(Text begins)

Akbar, a Shershahbadi Muslim in Kishanganj, has made it to the list. He told Al Jazeera he was not scared of the SIR process, since he had the required documents. “Thankfully, we have all the proof. Those who are targeted often prepare a strong defence,” he said.
Academic Pushpendra said the BJP’s drive to paint Shershahbadi Muslims as Bangladeshi infiltrators is intended for electoral gains beyond the Seemanchal region.
“BJP’s vilification of Shershahabadi Muslims is not to gain only in Seemanchal. They know it will not benefit them much in Seemanchal [given the high Muslim population]. Through the demonisation of Seemanchal Muslims, they are trying to polarise Hindus in the rest of Bihar so as to win more seats in the election,” he told Al Jazeera.
‘State of anxiety and uncertainty’
Meanwhile, the BJP’s campaign against Shershahbadi Muslims has also had its social effect. Educational institutions run by Muslims in Kishanganj, for example, are seeing a reduction in the enrolment of Hindu students.
“Today, hardly any Hindu family sends their children to Muslim-managed schools,” Tafheem Rahman, who has been running a private school in Kishanganj for a decade, told Al Jazeera.
Rahman said when he started his school a decade ago, about 16 percent of the students were Hindus. Now, it’s just 2 percent.
“In fact, even affluent Muslim families are opting out. This quiet exodus from shared educational spaces reflects a more dangerous shift – a normalisation of communal segregation in everyday life, shaped and deepened by electoral politics,” he added.

A similar trend is being seen in the region’s health sector.

(Text ends)
(Entries shown begins)

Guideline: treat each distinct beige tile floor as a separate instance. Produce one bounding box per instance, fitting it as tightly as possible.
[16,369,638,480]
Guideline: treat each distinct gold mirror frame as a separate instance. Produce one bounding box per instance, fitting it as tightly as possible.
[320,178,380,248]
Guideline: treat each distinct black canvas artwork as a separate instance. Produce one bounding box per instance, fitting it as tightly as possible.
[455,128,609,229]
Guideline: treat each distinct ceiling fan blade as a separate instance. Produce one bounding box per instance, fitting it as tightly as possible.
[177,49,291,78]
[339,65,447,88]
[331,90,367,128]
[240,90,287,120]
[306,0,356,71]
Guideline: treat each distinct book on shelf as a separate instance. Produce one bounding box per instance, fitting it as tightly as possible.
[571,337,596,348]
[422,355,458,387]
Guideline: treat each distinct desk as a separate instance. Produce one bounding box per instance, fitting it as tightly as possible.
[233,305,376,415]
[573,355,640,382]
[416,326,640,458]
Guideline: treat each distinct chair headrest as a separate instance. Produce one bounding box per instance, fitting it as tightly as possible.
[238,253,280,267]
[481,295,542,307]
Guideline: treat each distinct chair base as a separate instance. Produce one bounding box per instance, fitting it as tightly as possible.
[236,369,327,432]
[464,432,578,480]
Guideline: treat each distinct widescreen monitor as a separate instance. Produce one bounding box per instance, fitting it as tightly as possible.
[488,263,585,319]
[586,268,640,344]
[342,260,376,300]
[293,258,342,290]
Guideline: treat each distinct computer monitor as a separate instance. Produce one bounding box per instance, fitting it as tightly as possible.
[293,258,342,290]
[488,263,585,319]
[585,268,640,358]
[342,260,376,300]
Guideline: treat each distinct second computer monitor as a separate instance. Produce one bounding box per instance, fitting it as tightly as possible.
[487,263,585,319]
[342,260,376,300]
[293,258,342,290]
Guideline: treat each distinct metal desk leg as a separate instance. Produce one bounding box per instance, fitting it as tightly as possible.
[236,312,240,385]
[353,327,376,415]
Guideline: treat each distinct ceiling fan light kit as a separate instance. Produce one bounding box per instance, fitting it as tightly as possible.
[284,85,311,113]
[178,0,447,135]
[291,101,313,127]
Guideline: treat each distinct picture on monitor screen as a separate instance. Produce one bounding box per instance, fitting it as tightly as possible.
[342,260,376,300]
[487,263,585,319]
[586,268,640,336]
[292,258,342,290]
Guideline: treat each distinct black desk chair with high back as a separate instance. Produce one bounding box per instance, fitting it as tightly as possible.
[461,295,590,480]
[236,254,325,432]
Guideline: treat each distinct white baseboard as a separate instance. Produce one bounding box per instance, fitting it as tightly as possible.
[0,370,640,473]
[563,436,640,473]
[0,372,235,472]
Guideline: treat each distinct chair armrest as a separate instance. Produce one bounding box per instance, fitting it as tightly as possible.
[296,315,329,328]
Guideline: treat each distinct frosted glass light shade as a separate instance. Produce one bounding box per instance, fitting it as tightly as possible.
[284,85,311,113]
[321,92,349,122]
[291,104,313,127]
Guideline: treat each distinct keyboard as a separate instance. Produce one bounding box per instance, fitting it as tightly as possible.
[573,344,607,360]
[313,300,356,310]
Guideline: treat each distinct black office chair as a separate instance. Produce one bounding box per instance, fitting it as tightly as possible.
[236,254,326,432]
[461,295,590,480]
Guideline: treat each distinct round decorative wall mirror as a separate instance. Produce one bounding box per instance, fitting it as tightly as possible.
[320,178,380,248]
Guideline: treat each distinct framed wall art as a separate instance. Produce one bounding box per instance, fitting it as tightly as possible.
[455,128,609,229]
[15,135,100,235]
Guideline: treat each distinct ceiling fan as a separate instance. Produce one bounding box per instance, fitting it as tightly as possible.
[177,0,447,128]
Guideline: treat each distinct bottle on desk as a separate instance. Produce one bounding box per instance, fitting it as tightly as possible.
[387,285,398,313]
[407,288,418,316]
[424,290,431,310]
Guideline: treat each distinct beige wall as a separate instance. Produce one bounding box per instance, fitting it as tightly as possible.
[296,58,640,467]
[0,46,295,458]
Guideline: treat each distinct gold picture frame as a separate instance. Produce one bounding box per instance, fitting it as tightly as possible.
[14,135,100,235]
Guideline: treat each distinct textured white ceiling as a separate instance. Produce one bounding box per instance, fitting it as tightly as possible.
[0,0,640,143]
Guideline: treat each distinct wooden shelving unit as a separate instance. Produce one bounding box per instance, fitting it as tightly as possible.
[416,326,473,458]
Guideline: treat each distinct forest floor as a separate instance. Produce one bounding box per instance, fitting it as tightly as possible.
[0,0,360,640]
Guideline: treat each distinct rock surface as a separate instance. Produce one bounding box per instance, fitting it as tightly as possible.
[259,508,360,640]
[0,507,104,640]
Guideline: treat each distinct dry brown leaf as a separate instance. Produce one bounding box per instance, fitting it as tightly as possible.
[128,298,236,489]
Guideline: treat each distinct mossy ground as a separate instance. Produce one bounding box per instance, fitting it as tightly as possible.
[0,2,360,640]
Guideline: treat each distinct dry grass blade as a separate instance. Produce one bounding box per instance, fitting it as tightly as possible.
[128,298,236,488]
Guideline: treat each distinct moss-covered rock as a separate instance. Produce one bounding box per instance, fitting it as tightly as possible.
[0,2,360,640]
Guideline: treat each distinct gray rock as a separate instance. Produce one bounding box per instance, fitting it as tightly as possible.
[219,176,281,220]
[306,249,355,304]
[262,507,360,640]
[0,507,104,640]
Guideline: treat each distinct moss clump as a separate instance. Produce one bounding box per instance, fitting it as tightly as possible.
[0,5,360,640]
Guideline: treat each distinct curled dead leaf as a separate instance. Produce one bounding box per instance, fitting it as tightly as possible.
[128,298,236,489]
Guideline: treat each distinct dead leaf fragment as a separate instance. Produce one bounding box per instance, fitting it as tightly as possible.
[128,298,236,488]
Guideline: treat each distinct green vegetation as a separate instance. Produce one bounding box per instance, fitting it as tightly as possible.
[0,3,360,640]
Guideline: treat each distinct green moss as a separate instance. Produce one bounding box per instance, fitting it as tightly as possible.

(Entries shown ends)

(Work to complete)
**a.** Answer these questions from the text on Shershahbadi Muslims in Kishanganj:
(i) Why did Akbar say he was not scared of the SIR process?
(ii) According to Pushpendra, why is the BJP trying to polarize Hindus in the rest of Bihar?
(iii) What share of the students at Tafheem Rahman's school were Hindus when he started it, and what is the share now?
**b.** Continue the text on Shershahbadi Muslims in Kishanganj from its final sentence.
The lines are separate material and have no connection to the text about Shershahbadi Muslims.

(Answers for this exercise)
**a.**
(i) He had the required documents.
(ii) To win more seats in the election.
(iii) About 16 percent at the start, and now 2 percent.

**b.**
“Hindu patients are hesitant to visit a hospital run by Muslims, especially Shershahbadis,” says Azad Alam, a Shershahbadi Muslim who owns a private hospital in Kishanganj. “Even medical associations rarely stand for Muslim doctors when they need support.”
Yet, many Hindus Al Jazeera talked to in the Seemanchal region say they do not believe in such segregation along religious lines.
“If a Hindu in Kishanganj thinks he should not go to a Muslim doctor or a Muslim-owned school, it is wrong. Kishanganj is a Muslim-majority district; it would be impossible for Hindu businesses to survive without Muslims. Ninety percent of my customers are Muslims. And if I need a doctor, I look for a good doctor first, not the doctor’s religion,” said Ajay Kumar Choudhary, a 49-year-old washerman.
But Amrinder Baghi, a 62-year-old lawyer in Katihar who has been associated with the BJP for decades, said he believes “illegal” Muslims have entered the country, and that the government should act on it.
“I believe that if someone enters a country illegally, it is the complete responsibility of the government. For example, if someone enters my house, it means either I am weak and being overpowered, or I am strong but asleep,” Baghi told Al Jazeera.
Such a polarised environment demoralises the community, says Adil Hossain, a professor of sociology at the Azim Premji University in the southern city of Bengaluru.
“Seemanchal has a development problem, but there is a concerted attempt to frame it as a security issue by raising the bogey of illegal infiltration. This is pushing people into a state of anxiety and uncertainty, which is the biggest hindrance to them realising their potential as citizens,” Hossain told Al Jazeera.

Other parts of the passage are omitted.